> [INSTRUÇÕES DA TAREFA]: Reproduza palavra por palavra as linhas que vão da que contém "Where can the blue" até a que contém "point(497, 628)", incluindo essas duas.

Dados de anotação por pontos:
= = = =

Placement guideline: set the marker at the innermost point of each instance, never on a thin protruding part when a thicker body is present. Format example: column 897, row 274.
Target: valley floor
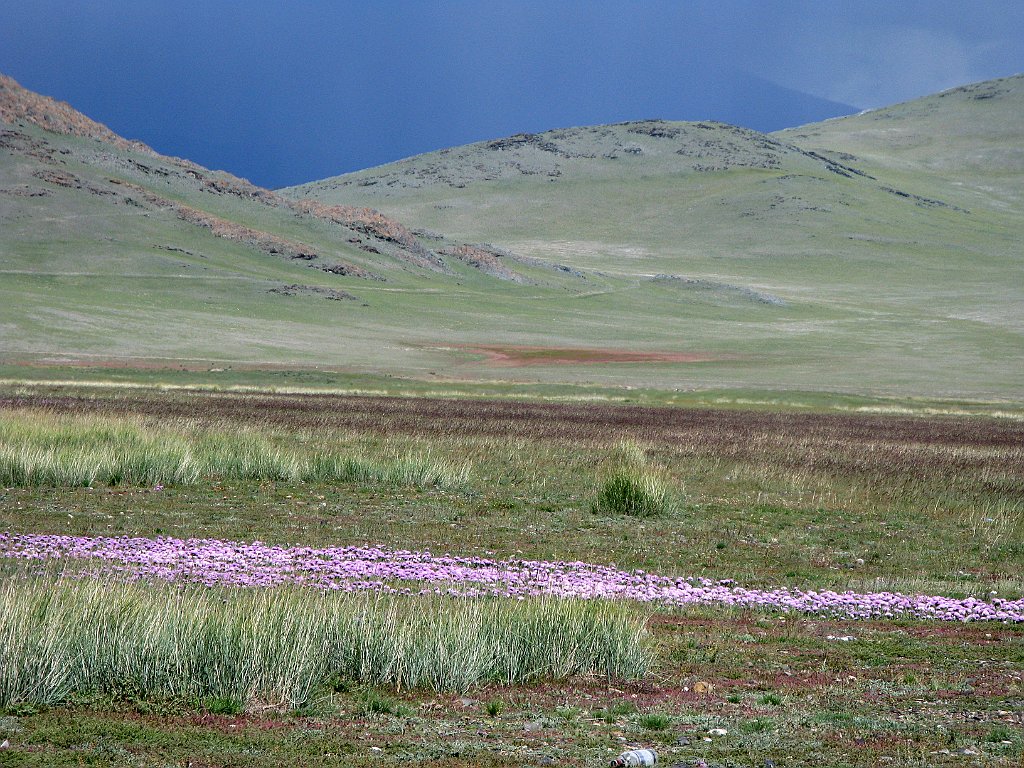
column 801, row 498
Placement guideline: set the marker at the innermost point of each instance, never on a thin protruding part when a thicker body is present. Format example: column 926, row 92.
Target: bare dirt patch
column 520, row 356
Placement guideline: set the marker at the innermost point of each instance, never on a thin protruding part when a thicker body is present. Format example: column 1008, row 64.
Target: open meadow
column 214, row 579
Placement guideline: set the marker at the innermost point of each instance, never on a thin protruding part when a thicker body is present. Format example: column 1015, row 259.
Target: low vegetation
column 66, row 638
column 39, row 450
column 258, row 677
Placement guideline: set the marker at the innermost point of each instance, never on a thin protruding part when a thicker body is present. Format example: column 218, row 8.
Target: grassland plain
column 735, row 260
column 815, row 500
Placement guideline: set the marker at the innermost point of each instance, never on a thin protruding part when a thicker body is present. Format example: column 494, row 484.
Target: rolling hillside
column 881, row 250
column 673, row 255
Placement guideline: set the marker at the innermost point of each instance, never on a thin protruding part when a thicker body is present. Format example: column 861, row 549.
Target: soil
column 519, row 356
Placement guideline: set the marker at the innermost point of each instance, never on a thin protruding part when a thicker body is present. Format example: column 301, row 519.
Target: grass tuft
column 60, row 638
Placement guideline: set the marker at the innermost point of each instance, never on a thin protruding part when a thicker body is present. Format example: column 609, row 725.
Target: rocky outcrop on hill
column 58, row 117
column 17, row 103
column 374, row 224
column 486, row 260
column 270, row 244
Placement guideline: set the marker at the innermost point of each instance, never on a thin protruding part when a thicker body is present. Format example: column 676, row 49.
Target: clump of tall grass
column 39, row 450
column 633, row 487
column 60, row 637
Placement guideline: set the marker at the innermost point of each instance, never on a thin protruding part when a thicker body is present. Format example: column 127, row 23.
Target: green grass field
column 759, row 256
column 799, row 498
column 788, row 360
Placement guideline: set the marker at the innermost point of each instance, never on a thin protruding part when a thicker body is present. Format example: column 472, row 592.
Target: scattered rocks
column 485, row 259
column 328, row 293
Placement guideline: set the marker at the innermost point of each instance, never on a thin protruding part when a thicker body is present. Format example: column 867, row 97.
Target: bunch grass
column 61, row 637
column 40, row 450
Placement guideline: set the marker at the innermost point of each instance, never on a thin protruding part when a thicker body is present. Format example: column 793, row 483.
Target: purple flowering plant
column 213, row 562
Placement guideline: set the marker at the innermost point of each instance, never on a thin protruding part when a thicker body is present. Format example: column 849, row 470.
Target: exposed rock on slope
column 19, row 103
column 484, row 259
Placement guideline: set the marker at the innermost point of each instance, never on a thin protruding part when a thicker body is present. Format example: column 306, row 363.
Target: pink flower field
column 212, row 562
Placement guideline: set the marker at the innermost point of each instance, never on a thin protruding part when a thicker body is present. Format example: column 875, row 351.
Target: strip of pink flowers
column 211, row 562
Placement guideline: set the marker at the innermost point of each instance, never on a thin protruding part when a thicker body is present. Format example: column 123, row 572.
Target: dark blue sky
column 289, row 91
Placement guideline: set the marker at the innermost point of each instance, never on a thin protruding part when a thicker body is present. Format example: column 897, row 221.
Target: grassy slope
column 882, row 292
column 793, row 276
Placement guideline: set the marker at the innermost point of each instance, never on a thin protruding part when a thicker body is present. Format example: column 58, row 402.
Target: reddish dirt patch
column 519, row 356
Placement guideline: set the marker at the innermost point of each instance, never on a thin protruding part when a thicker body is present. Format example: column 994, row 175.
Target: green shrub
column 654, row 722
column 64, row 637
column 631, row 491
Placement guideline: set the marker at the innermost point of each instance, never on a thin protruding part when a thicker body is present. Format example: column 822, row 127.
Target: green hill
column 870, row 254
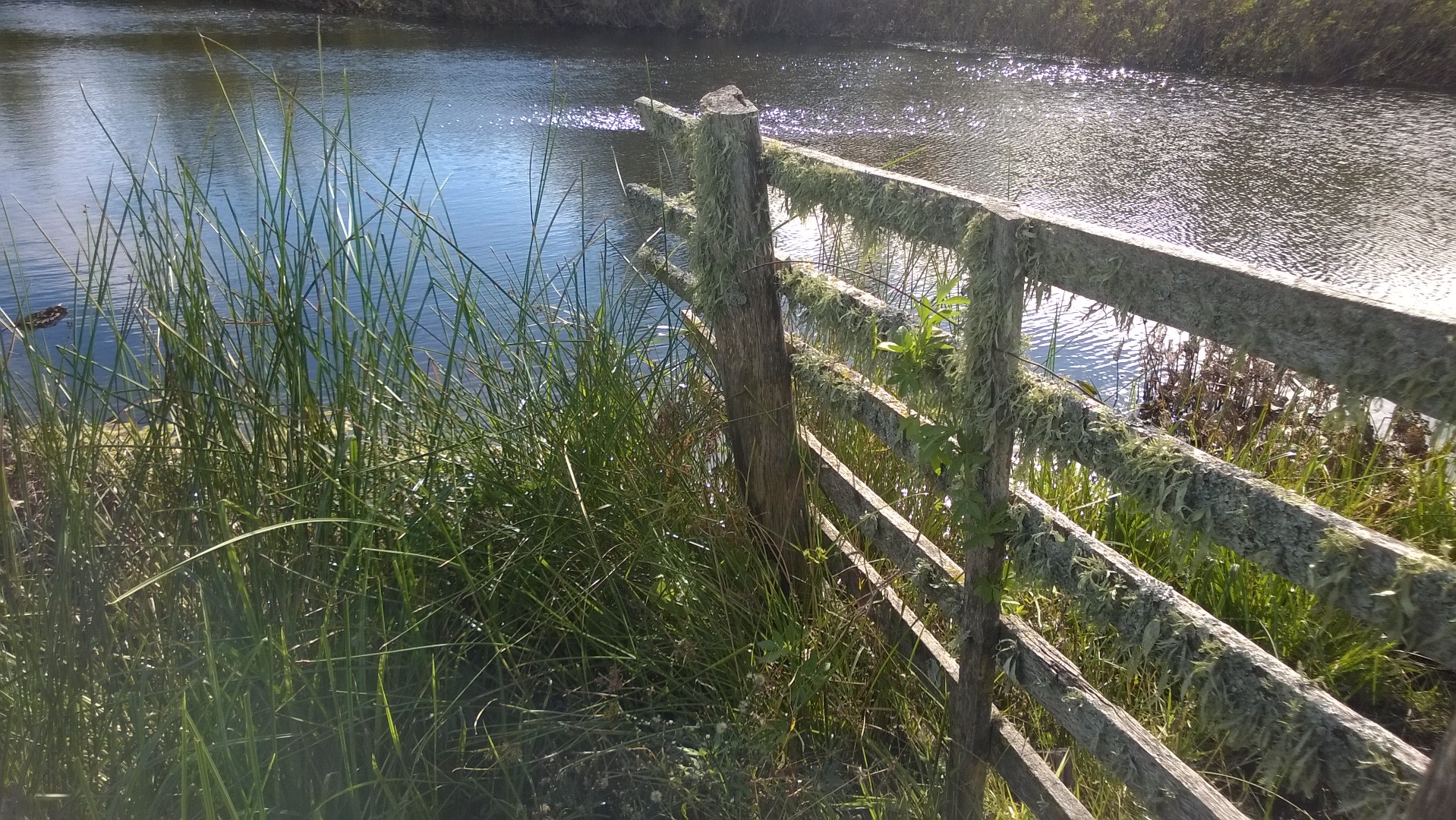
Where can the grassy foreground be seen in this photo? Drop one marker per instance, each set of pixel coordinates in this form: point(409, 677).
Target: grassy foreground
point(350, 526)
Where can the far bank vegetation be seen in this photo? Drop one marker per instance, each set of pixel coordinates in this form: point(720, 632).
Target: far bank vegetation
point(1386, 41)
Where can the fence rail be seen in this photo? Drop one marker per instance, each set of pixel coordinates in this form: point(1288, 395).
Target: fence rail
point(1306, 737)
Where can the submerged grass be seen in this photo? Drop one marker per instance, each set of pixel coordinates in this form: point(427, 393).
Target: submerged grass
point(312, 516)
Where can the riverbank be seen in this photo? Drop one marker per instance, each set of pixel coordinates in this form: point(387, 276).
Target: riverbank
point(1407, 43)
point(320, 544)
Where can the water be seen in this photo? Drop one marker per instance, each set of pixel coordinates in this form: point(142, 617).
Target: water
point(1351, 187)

= = = =

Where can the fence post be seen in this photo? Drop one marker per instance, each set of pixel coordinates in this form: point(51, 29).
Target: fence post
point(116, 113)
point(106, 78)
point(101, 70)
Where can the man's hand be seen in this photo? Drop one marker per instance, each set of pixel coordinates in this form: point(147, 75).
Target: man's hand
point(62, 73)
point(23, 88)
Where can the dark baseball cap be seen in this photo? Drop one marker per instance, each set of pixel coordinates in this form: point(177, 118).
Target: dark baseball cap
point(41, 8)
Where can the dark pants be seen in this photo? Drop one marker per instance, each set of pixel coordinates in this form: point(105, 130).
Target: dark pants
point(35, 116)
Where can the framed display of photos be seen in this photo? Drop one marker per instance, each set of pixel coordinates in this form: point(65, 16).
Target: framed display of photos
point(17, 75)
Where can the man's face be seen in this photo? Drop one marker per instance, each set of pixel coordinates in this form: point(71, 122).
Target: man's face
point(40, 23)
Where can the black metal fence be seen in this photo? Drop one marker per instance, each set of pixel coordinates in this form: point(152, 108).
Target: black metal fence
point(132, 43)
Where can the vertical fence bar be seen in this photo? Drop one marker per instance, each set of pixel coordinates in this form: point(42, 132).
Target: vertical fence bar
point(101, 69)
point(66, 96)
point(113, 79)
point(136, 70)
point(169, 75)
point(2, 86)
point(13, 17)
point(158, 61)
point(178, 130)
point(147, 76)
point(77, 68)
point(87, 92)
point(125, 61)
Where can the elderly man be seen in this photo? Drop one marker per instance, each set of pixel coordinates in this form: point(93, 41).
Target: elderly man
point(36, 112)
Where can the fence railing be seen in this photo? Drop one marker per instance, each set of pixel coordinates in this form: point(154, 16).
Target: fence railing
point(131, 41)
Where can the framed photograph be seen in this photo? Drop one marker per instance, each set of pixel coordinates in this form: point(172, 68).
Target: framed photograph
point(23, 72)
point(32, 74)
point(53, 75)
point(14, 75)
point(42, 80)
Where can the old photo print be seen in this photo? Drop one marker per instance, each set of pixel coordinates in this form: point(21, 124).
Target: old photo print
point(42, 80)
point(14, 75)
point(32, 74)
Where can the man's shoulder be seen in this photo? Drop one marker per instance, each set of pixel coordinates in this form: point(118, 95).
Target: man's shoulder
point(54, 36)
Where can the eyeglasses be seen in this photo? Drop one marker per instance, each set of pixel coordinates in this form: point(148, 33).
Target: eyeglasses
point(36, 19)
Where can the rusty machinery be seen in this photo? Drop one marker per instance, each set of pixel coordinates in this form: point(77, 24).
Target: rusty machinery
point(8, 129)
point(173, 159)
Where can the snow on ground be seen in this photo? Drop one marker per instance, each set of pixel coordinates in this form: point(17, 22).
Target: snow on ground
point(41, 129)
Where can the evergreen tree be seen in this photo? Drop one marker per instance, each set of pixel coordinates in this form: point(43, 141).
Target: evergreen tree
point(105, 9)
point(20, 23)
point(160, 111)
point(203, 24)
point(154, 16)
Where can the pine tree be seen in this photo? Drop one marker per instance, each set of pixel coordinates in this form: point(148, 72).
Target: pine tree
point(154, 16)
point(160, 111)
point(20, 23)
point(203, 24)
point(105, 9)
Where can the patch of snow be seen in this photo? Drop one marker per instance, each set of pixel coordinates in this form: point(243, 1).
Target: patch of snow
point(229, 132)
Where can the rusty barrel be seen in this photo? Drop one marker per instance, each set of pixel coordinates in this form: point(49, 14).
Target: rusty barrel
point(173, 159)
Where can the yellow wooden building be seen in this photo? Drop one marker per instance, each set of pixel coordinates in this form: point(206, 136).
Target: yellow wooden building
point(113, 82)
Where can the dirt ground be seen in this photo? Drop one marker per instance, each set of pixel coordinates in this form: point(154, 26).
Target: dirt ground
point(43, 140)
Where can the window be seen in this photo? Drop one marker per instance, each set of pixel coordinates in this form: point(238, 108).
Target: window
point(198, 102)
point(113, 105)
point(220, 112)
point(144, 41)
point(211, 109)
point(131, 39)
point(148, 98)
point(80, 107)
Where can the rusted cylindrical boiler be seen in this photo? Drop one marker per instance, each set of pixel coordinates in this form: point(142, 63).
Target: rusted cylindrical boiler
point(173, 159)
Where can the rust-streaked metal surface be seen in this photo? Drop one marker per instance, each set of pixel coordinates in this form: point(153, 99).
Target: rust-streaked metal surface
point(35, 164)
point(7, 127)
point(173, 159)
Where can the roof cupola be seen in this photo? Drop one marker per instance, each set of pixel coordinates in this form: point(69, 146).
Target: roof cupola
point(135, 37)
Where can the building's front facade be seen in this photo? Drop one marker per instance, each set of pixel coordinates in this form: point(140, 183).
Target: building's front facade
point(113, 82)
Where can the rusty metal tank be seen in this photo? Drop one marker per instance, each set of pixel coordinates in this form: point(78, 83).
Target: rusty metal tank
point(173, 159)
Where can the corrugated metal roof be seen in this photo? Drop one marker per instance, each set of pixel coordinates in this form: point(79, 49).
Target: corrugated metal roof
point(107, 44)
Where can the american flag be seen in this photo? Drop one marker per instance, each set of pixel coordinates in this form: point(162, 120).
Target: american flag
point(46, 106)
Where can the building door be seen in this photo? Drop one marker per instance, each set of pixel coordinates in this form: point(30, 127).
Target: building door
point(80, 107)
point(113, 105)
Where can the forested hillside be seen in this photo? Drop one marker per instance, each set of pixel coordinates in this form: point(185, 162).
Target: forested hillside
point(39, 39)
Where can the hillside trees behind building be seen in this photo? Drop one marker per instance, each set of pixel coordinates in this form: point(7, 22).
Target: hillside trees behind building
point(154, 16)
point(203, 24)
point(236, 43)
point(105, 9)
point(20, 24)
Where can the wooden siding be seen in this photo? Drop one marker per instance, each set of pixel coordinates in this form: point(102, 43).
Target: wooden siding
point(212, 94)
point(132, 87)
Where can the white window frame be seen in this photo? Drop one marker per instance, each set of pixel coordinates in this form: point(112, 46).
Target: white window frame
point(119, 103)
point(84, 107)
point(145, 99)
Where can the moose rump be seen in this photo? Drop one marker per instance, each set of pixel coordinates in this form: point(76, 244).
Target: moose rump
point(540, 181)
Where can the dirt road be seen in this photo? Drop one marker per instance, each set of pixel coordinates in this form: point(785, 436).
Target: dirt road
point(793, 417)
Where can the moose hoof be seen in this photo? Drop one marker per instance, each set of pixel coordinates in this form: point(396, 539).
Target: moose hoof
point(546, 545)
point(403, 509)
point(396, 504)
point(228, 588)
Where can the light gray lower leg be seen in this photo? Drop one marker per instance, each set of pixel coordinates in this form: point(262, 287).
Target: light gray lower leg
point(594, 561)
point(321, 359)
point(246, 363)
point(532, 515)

= = = =

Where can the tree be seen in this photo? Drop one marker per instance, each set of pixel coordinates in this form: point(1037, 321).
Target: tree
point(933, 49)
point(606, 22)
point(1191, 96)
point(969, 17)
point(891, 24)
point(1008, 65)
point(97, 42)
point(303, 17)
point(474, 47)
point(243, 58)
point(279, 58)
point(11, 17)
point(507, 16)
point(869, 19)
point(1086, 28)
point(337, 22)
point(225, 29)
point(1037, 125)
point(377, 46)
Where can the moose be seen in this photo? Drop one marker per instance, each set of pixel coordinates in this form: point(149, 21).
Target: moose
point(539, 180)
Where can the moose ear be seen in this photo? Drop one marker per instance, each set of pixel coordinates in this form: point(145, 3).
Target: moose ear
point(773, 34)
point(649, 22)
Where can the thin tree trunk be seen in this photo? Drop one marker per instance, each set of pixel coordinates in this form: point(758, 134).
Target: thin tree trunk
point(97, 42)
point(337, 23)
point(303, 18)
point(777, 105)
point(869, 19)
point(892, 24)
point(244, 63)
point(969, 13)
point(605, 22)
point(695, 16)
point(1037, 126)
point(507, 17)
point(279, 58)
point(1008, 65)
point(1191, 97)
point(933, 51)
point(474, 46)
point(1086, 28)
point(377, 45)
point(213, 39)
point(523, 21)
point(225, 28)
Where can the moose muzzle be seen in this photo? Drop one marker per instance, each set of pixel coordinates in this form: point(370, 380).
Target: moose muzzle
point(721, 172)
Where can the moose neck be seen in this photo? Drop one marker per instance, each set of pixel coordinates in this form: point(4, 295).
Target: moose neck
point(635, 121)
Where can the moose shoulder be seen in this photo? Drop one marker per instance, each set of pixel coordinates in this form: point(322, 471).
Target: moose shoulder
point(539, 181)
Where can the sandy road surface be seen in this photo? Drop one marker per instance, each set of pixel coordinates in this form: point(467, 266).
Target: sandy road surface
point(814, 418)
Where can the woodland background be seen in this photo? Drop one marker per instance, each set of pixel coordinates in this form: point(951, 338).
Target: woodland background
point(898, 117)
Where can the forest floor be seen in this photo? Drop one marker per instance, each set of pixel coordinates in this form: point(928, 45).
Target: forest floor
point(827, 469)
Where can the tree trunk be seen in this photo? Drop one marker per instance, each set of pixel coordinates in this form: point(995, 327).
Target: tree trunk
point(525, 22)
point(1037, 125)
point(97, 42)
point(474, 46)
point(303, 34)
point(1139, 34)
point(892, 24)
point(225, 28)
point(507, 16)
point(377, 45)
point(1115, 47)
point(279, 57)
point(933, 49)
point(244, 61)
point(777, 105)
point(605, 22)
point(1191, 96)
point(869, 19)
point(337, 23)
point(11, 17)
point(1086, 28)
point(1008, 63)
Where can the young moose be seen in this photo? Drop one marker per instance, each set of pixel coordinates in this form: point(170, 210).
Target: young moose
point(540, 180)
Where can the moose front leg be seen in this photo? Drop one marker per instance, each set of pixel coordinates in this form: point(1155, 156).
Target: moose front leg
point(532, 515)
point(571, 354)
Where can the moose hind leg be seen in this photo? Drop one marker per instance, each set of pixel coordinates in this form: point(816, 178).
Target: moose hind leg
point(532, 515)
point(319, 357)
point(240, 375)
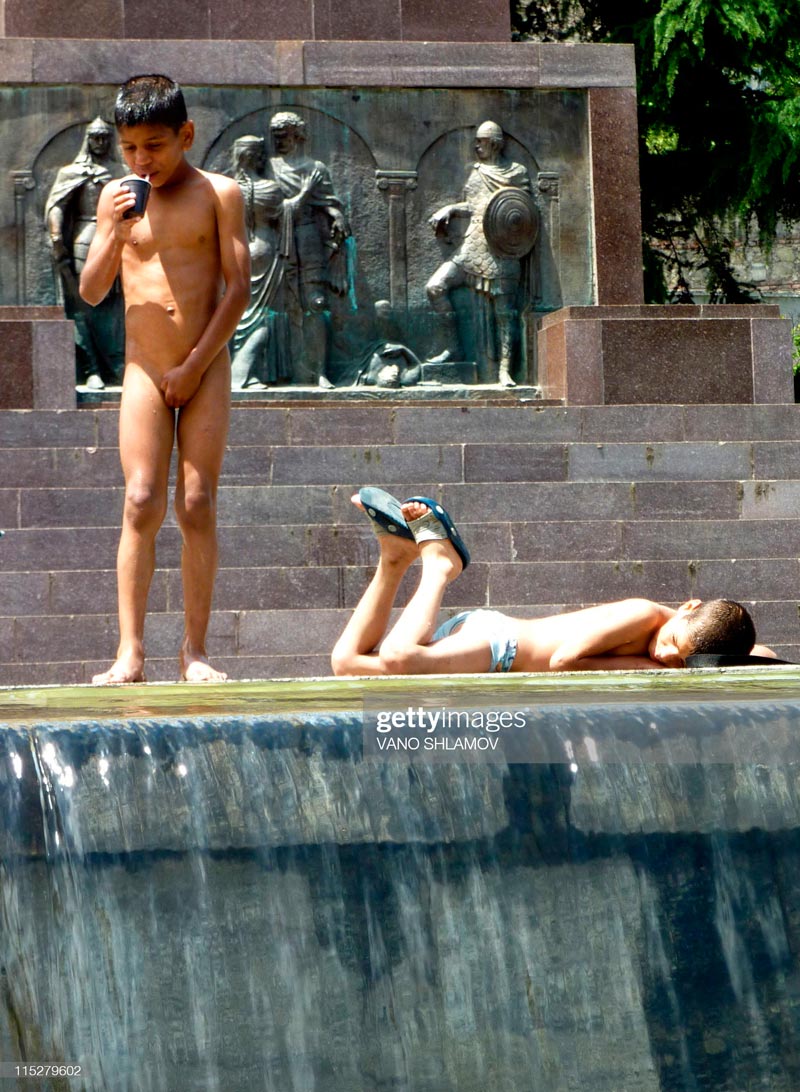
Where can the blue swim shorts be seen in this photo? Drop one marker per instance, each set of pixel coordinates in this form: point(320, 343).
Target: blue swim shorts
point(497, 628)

= = = =

> [SOLUÇÃO DO EXERCÍCIO]:
Where can the blue swim shorts be seen in this photo? Drop one marker per instance, each set of pixel coordinates in this form: point(320, 343).
Target: blue swim shorts
point(497, 628)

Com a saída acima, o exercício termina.